List every author the book-list text below credits on a "by" or "written by" line.

● TEXT SHOWN

#####

Sounds like it either has the makings for one of my favorite books, or one of my least favorite. I despised the plot of Sweethearts, but I loved the writing, so we'll see how this one goes. I'm seriously hoping I love it.

by Laura Wiess

Blair and Ardith are best friends who have commited an unforgivable act in the name of love and justice. But in order to understand what could drive two young women to such extreme measures, first you'll have to understand why. You'll have to listen as they describe parents who are alternately absent and smothering, classmates who mock and shun anyone different, and young men who are allowed to hurt and dominate without consequence. You will have to learn what it's like to be a teenage girl who locks her bedroom door at night, who has been written off by the adults around her as damanged goods. A girl who has no one to trust except the one person she's forbidden to see. You'll have to understand what it's really like to be forgotten and abandoned in America today.

Are you ready?

Now this sounds like MY kind of book. Drama, but the realistic kind, the kind that happens to millions of kids every day and is never revealed. I'm excited.

The Nature of Jade
written by Deb Caletti

Jade DeLuna is too young to die. She knows this, and yet she can't quite believe it, especially when the terrifying thoughts, loss of breath, and dizzy feelings come. Since being diagnosed with Panic Disorder, she's trying her best to stay calm, and visting the elephants at the nearby zoo seems to help. That's why Jade keeps the live zoo webcam on in her room, and that's where she first sees the boy in the red jacket. A boy who stops to watch the elepahants. A boy carrying a baby.
His name is Sebastian, and he is raising his son alone. Jade is drawn into Sebastian's cozy life with his son and his activist grandmother on their Seattle houseboat, and before she knows it, she's in love. With this boy who has lived through harder times than anyone she knows. This boy with a past.
Jade knows the situation is beyond complicated, but she hasn't felt this safe in a long time. She owes it all to Sebastian, her boy with the great heart. Her boy who is hiding a terrible secret. A secret that will force Jade to decide between what is right, and what feels right.

I've read this before, but now I have my own copy. You'll get to hear my thoughts soon, I suppose :)

The Lexicon
written by Steve Vander Ark

Based on the world renowned Harry Potter Lexicon website, which attracts 25 million visitors each year, Steve Vander Ark's definitive encyclopedia is a popular and scholarly work.

It's the one I've been waiting for! Here we go, I just know this will be one of the best.

by Kathyrn Reiss

Violet's paralyzing fear of the earthquakes that are rocking the San Francisco Bay Area makes it difficult for her to overcome her "baby" image. But thins change when her family renovates an old building. While she helps her sisters sweep up, an aftershock dislodges a letter addressed to Baby V from 1906--and Violet is certain the message in the letter is intended for her. More mysterious writings from the past tumble into her hands with each quake. The girls try to unravel the mystery behind these supernatural communiques, but as ever more frequent earthquakes rattle their own lives, they realize their time may be running out...

#####

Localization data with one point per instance
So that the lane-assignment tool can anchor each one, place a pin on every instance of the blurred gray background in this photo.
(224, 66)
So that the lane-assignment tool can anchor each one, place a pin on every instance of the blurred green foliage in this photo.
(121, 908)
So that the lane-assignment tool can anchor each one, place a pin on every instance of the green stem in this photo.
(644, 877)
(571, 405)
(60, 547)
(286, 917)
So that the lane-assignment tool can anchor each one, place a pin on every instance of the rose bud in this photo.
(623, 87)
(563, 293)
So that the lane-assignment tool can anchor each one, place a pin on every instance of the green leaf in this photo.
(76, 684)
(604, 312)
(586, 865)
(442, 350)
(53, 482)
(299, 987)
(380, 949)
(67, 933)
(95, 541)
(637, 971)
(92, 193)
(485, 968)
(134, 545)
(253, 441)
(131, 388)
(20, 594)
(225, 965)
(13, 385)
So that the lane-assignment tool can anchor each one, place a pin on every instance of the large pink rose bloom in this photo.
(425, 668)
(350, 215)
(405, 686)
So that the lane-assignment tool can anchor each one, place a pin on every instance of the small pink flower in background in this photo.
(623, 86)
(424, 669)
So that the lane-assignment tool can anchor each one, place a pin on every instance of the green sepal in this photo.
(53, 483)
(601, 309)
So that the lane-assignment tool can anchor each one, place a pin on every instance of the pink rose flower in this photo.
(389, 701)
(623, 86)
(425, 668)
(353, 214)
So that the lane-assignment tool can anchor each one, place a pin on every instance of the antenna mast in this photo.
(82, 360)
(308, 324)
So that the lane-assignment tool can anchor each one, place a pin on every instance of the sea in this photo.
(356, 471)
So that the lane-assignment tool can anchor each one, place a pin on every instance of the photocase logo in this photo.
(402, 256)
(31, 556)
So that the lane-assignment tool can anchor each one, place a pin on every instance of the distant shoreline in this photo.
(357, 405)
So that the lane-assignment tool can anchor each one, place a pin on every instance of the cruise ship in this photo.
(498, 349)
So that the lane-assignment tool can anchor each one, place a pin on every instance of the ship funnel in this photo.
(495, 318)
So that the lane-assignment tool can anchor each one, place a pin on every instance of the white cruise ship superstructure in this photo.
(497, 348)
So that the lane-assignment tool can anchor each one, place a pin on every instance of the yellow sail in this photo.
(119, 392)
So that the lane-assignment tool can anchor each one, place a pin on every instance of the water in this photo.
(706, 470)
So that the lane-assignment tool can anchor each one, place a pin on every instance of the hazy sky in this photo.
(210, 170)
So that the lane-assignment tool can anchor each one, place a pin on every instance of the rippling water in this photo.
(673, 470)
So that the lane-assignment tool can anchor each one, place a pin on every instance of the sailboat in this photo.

#####

● RESPONSE TO THE EXERCISE
Laura Wiess
Deb Caletti
Steve Vander Ark
Kathyrn Reiss